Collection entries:
========================

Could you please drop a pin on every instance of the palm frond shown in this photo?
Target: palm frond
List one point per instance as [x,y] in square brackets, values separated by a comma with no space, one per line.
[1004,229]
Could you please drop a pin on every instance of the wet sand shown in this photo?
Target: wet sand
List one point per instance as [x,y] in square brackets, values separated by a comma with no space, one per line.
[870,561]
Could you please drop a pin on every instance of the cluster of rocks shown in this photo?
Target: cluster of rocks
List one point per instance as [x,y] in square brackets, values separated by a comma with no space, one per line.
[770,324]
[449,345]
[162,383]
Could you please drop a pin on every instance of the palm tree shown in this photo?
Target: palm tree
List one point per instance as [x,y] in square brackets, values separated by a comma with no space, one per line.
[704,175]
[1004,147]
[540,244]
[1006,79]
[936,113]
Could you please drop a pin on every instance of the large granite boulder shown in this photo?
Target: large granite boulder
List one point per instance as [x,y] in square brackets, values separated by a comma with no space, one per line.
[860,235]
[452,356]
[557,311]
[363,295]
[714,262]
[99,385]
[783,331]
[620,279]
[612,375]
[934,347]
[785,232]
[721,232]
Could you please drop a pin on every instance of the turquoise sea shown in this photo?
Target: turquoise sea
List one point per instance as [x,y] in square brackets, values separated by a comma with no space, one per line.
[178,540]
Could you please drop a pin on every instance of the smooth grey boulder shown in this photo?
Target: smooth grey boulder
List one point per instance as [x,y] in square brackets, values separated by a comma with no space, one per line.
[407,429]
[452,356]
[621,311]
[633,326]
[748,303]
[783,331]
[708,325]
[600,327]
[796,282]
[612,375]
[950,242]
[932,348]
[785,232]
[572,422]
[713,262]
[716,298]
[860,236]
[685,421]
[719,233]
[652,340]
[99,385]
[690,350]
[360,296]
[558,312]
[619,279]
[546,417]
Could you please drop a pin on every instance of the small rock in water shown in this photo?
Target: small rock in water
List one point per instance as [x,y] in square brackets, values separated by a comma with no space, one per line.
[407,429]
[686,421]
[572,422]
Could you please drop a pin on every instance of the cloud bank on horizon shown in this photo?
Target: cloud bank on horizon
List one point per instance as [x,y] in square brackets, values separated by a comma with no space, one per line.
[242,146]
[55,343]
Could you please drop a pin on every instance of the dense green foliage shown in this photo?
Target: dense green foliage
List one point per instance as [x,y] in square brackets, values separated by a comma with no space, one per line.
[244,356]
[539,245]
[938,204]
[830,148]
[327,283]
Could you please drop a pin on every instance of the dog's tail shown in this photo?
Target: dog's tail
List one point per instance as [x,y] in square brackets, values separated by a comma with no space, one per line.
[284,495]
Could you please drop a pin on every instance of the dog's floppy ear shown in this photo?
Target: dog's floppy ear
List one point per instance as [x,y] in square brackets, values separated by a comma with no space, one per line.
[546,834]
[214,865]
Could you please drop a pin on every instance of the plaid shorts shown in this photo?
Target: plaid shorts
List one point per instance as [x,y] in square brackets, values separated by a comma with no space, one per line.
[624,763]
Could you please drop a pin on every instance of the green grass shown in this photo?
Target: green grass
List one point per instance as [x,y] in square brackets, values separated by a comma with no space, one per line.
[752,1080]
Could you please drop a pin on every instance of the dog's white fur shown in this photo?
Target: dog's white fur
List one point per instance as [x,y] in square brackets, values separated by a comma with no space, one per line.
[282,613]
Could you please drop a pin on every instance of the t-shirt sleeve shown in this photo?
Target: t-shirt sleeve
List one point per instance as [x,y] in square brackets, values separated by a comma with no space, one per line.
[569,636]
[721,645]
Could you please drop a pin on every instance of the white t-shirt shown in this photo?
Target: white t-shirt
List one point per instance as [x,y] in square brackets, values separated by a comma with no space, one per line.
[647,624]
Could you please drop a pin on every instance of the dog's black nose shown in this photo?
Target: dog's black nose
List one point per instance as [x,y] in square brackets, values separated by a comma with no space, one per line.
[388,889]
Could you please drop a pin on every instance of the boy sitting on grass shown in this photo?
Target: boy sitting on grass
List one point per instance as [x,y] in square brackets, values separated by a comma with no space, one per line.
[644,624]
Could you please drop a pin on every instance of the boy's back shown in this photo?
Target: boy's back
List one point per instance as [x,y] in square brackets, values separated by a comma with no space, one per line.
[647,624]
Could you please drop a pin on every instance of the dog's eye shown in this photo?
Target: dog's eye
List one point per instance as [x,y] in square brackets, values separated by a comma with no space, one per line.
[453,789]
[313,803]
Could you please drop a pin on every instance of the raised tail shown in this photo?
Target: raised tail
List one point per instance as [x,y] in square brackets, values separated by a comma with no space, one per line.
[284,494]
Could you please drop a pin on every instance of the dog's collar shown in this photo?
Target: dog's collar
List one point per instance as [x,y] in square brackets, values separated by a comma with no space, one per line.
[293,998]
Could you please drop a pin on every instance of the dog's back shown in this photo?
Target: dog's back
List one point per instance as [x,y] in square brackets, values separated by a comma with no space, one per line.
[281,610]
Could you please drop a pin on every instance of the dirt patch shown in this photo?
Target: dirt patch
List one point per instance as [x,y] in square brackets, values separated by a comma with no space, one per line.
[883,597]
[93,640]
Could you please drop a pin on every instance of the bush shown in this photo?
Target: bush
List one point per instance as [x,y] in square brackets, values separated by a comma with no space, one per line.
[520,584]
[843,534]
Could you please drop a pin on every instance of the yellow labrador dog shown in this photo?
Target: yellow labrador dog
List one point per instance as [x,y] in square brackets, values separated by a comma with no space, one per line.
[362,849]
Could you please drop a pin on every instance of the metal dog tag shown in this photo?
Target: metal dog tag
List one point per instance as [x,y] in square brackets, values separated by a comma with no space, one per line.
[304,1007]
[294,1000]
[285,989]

========================

WHAT IS NEEDED: Write out exactly the lines of the entries above that run from the line containing "dog's back shown in this photo?" through the last line, including both.

OUTPUT:
Could you please drop a pin on every instance of the dog's back shown in this photo?
Target: dog's back
List one point per instance as [x,y] in square brackets, values separated by a comma with no space, one per line.
[281,610]
Could you please drop a pin on every instance of the dirt patch shown in this photo?
Target: dirt patch
List one point per instance as [x,y] in square brackets, values separated by a comma with no space, one per line.
[883,597]
[93,640]
Could you please drop a pin on every instance of the bush shown in this photo?
Target: bush
List one point per instance as [x,y] in square brackets, values separated by a comma with no space, one per line.
[520,584]
[843,534]
Could you please drop a pin on every instance of the yellow labrador dog shown in this photo?
Target: yellow labrador dog
List one point per instance as [x,y] in square brackets, values separated by a comma with no space, one per line.
[362,849]
Could you please drop a pin on every instance of the metal dog tag shown in this photo?
Target: metal dog tag
List one point per instance as [x,y] in square brackets, values separated by a comma with no space, one per line.
[304,1007]
[294,1000]
[285,989]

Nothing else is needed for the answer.